Write out the whole listing again so that each line matches the original.

○ ○ ○ ○

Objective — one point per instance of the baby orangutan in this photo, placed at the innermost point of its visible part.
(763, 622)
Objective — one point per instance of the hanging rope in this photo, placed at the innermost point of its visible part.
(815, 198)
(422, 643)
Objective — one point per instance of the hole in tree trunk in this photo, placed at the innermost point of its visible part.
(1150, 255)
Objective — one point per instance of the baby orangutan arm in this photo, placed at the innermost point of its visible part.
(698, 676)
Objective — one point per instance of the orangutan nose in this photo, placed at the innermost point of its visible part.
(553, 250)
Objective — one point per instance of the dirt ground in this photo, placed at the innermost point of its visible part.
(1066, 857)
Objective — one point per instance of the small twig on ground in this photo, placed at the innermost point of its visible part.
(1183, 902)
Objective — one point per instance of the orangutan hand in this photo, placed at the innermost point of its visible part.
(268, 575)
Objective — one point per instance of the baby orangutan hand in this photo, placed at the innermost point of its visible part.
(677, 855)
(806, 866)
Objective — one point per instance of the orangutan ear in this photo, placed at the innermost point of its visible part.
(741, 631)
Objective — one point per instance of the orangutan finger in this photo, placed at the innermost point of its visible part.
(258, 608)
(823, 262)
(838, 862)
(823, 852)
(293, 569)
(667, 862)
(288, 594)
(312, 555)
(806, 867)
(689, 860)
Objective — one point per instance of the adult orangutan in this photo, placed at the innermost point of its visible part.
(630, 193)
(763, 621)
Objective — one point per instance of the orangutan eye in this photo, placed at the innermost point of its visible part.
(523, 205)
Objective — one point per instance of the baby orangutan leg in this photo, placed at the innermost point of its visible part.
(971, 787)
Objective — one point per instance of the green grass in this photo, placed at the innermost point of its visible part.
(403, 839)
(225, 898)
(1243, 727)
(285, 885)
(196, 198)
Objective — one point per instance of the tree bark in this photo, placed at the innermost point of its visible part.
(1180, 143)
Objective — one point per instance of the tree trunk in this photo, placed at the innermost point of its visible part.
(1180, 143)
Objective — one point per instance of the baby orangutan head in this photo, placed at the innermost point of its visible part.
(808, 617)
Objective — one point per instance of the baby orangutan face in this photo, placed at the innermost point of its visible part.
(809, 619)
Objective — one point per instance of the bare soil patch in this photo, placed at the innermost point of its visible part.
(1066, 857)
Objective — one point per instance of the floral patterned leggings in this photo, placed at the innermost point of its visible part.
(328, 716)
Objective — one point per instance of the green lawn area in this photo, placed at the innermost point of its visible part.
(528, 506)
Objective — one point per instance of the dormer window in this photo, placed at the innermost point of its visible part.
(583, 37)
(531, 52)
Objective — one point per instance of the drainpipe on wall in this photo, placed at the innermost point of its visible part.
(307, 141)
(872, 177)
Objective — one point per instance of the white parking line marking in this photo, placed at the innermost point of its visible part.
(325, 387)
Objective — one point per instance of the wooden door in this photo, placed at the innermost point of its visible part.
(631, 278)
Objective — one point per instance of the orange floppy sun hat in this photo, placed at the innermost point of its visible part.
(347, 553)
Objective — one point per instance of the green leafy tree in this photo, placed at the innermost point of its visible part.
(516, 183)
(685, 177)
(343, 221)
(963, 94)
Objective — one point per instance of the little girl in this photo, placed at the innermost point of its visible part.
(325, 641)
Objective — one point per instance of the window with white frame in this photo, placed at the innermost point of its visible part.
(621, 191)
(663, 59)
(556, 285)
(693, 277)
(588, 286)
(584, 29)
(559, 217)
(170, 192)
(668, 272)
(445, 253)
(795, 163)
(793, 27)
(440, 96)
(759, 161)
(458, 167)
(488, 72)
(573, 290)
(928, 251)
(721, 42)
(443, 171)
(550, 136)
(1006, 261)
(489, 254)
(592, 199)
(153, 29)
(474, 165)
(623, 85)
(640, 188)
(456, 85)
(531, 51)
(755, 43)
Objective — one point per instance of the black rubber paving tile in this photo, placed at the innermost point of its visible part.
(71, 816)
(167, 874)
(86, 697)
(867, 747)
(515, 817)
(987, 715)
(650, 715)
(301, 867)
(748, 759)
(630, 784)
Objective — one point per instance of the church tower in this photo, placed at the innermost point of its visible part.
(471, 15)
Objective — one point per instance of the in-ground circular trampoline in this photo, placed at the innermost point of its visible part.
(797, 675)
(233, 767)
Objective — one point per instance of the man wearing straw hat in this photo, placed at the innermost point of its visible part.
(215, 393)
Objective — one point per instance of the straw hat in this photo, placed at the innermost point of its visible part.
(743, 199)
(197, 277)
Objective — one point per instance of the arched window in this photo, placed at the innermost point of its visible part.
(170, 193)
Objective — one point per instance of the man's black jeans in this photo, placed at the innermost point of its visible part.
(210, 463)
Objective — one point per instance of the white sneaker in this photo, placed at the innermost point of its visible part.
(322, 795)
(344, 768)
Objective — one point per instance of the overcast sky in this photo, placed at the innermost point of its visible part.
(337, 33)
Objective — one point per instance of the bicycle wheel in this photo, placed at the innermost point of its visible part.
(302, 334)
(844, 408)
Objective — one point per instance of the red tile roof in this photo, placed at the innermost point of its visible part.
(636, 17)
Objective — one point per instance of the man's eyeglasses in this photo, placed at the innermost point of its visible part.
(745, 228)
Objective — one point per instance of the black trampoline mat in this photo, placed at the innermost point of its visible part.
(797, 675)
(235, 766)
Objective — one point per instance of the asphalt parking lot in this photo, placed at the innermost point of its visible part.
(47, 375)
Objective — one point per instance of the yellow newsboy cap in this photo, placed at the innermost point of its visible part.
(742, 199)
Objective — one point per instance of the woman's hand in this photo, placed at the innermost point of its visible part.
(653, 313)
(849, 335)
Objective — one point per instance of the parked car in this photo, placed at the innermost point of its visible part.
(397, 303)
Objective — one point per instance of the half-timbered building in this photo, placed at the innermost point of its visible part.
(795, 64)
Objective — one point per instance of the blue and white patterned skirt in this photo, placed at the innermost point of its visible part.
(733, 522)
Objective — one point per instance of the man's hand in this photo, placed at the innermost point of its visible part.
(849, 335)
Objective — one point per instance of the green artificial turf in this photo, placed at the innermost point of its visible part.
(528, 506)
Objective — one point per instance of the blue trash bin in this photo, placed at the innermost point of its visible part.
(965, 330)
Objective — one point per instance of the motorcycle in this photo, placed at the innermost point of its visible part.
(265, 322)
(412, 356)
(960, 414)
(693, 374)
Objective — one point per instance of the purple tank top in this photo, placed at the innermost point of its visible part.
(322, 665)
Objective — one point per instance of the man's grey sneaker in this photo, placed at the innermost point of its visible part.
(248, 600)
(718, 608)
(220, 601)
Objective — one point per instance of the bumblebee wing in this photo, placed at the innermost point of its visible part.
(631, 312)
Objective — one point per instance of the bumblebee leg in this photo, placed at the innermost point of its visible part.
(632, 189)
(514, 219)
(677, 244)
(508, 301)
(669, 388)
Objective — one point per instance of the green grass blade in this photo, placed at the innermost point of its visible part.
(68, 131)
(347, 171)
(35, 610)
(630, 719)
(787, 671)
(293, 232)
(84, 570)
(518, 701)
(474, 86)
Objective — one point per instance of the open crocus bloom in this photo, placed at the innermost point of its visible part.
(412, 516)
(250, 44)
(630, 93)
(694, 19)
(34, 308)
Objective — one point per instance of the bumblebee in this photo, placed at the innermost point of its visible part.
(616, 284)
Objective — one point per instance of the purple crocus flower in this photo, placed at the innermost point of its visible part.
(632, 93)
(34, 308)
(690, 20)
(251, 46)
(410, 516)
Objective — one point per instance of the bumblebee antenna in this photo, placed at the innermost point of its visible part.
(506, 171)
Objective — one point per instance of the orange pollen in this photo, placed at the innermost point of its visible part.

○ ○ ○ ○

§ RESPONSE TO THE EXERCISE:
Objective — one point per instance of the baby orangutan in this photo, placed at the innermost point of its visible part.
(763, 622)
Objective — one point per instance of the hanging rope in this photo, placed at the innermost point of its visible part.
(815, 198)
(422, 643)
Objective — one point per instance of the hole in tree trunk in this photo, placed at the innermost point of its visible part.
(1150, 255)
Objective — one point per instance of the baby orangutan arm in this photo, placed at the innermost point of its visible part.
(698, 676)
Objective — one point per instance of the orangutan nose in this photo, placed at the innermost point of its visible part.
(553, 250)
Objective — one point per instance of the dirt ground in this photo, placed at the innermost point of its visible part.
(1066, 857)
Objective — one point per instance of the small twig on ground in this photo, placed at the innermost point of its visible part.
(1183, 902)
Objective — one point per instance of the orangutan hand in this photo, placed at the innermost point of its visible part.
(268, 575)
Objective — one point per instance of the baby orangutan hand in this photo, placed at the innermost point of its visible part.
(677, 855)
(806, 866)
Objective — one point per instance of the orangutan ear in this photo, placed at the innermost point of its visible part.
(741, 631)
Objective — one point per instance of the orangutan finger in this photo, placed at the innermost point of its visible part.
(258, 608)
(823, 262)
(838, 862)
(823, 852)
(293, 569)
(667, 862)
(288, 594)
(312, 555)
(806, 867)
(689, 860)
Objective — one point per instance of the adult orangutan in this photo, placed at the innermost point of its visible part.
(630, 193)
(763, 621)
Objective — one point per instance of the orangutan eye in this photo, placed at the innermost point of its visible part.
(523, 205)
Objective — one point per instance of the baby orangutan leg in this photo, placed at the innermost point of its visible part.
(971, 787)
Objective — one point per instance of the green grass in this photo, placed at the innermost point of its visible part.
(403, 839)
(225, 898)
(1243, 727)
(285, 885)
(196, 198)
Objective — one point per instance of the tree bark in this photo, placed at the innermost point of its visible part.
(1180, 143)
Objective — one point per instance of the tree trunk in this photo, placed at the innermost point of its visible part.
(1180, 143)
Objective — one point per instance of the baby orangutan head in this photo, placed at the innermost point of its visible part.
(808, 617)
Objective — one point per instance of the baby orangutan face in this photo, placed at the innermost point of its visible part.
(809, 619)
Objective — one point per instance of the bare soil patch in this photo, placed at the innermost point of its visible part.
(1066, 857)
Objective — one point per instance of the floral patterned leggings in this photo, placed at the innermost point of its visible part.
(328, 716)
Objective — one point per instance of the green lawn area in this photo, placed at the innermost point of its visible part.
(528, 506)
Objective — one point per instance of the dormer window in this photo, placed at the innermost point of its visible part.
(583, 37)
(531, 52)
Objective — one point per instance of the drainpipe on wall in this photo, placed at the innermost point of its visible part.
(307, 141)
(872, 177)
Objective — one point per instance of the white parking line marking in this photo, placed at the innermost point of its visible part.
(325, 387)
Objective — one point per instance of the wooden door in this photo, placed at the innermost point of its visible part.
(631, 278)
Objective — one point per instance of the orange floppy sun hat in this photo, placed at the innermost point of its visible part.
(347, 553)
Objective — one point per instance of the green leafy tree in this photo, placed at the innermost point of its visible part.
(516, 183)
(685, 177)
(343, 221)
(963, 94)
Objective — one point per instance of the little girl in this photo, placed at the innermost point of its visible part.
(325, 641)
Objective — one point per instance of the window with white frame in this photo, placed at the innermost point of its visible part.
(621, 191)
(663, 59)
(556, 285)
(693, 277)
(588, 286)
(584, 29)
(559, 217)
(170, 192)
(668, 272)
(445, 253)
(795, 163)
(793, 27)
(440, 96)
(759, 161)
(458, 167)
(488, 72)
(573, 290)
(928, 251)
(721, 42)
(443, 171)
(550, 136)
(1006, 261)
(489, 254)
(592, 199)
(153, 29)
(474, 165)
(623, 85)
(640, 188)
(456, 85)
(531, 51)
(755, 43)
Objective — one point per instance of the black rubber paving tile in this photo, placed at the innermost point of its visible part.
(71, 816)
(167, 874)
(86, 697)
(867, 747)
(515, 817)
(987, 715)
(650, 715)
(301, 867)
(748, 759)
(630, 784)
Objective — one point per instance of the church tower in this photo, placed at the innermost point of its visible part.
(471, 15)
Objective — one point per instance of the in-ground circular trampoline in this photo, placed at the innermost point of its visible part.
(797, 675)
(233, 767)
Objective — one point per instance of the man wearing straw hat in this photo, placed at the innermost point of its visible part.
(215, 393)
Objective — one point per instance of the straw hat in this photo, placed at the innermost point of its visible part.
(743, 199)
(197, 277)
Objective — one point per instance of the arched window in this photo, placed at the innermost point of its visible part.
(170, 193)
Objective — one point per instance of the man's black jeans in this photo, placed at the innermost point of its visible part.
(210, 463)
Objective — one point per instance of the white sneaker in this photo, placed at the innermost point of its visible part.
(322, 795)
(344, 768)
Objective — one point per instance of the overcast sky in this photo, placed at the innermost point of its visible part.
(337, 33)
Objective — one point per instance of the bicycle wheel in this photo, placed at the innermost point of its visible part.
(302, 334)
(844, 408)
Objective — one point per instance of the red tile roof in this photo, placed at the innermost point of its visible part.
(636, 17)
Objective — one point per instance of the man's eyeglasses in this photo, placed at the innermost point of its visible part.
(745, 228)
Objective — one point per instance of the black trampoline mat in this photo, placed at the innermost point of its visible part.
(797, 675)
(235, 766)
Objective — one point per instance of the asphalt parking lot in this photo, placed at the innermost point of its visible part.
(47, 375)
Objective — one point per instance of the yellow newsboy cap in this photo, placed at the innermost point of its visible part.
(742, 199)
Objective — one point per instance of the woman's hand in this photo, placed at the innermost point of its visible part.
(653, 313)
(849, 335)
Objective — one point per instance of the parked car in this photo, placed at the innermost point of its visible part.
(397, 303)
Objective — one point per instance of the half-timbered building in this photo, placed at the innermost point of its visible part.
(795, 64)
Objective — one point per instance of the blue and white patterned skirt in this photo, placed at the innermost point of its visible part.
(733, 522)
Objective — one point per instance of the man's hand in this photo, placed at the innermost point of its visible part.
(849, 335)
Objective — one point per instance of the green artificial turf in this photo, placed at the innermost point of its visible part.
(528, 506)
Objective — one point per instance of the blue trash bin in this photo, placed at the innermost point of its visible part.
(965, 330)
Objective — one point per instance of the motorcycle in this photo, placed at the innermost point of its visible part.
(265, 322)
(412, 356)
(960, 414)
(693, 374)
Objective — one point per instance of the purple tank top in this photo, placed at the innermost point of its visible part.
(322, 665)
Objective — one point per instance of the man's grey sneaker in this photo, placed at the innermost point of its visible part.
(248, 600)
(718, 608)
(220, 601)
Objective — one point per instance of the bumblebee wing in this photo, placed at the innermost point of its visible part.
(631, 312)
Objective — one point per instance of the bumblebee leg in this photo, placed at the innermost point of its visible part.
(632, 189)
(514, 219)
(677, 244)
(508, 301)
(669, 388)
Objective — one point per instance of the green grass blade in this photo, placed at the innermost point of its visible part.
(68, 131)
(347, 171)
(35, 610)
(630, 719)
(787, 671)
(293, 232)
(84, 570)
(518, 701)
(474, 86)
Objective — one point per instance of the open crocus bloom in this photo, placed at the innermost point of its visible part.
(412, 516)
(250, 44)
(630, 93)
(694, 19)
(34, 308)
Objective — one point per instance of the bumblebee in this photo, placed at the innermost point of its visible part.
(616, 284)
Objective — one point per instance of the purple crocus flower in this photo, placed at the innermost point of its visible part.
(632, 93)
(34, 308)
(690, 20)
(251, 46)
(410, 516)
Objective — one point per instance of the bumblebee antenna in this photo, placed at the innermost point of its visible part.
(506, 171)
Objective — one point per instance of the orange pollen in this photo, placed at the innermost point of its visible part.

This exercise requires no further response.